▸ **What this task involves**: Convert every line of the items below into a Markdown table with the columns "Row" and "Line", numbering each row and omitting blank lines. Leave the pictures out of the answer.

(Annotation data for object locations)
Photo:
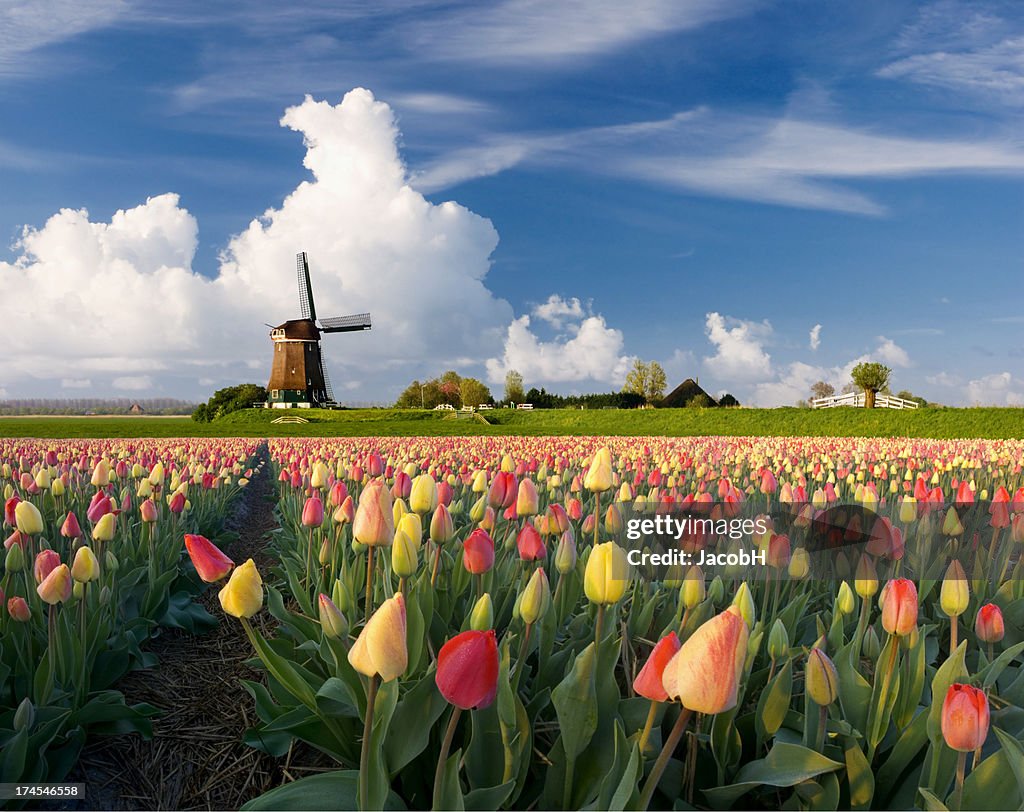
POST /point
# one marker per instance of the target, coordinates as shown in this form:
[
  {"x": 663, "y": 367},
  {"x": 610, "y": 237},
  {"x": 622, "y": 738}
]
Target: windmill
[{"x": 298, "y": 377}]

▸ **Response**:
| Row | Line |
|---|---|
| 1 | Photo: |
| 2 | POST /point |
| 3 | # one marker per instance of the target, coordinates as shown in this form: |
| 4 | [ |
| 5 |   {"x": 663, "y": 367}, |
| 6 |   {"x": 610, "y": 237}, |
| 7 |   {"x": 622, "y": 738} |
| 8 | ] |
| 9 | Target: windmill |
| 10 | [{"x": 298, "y": 377}] |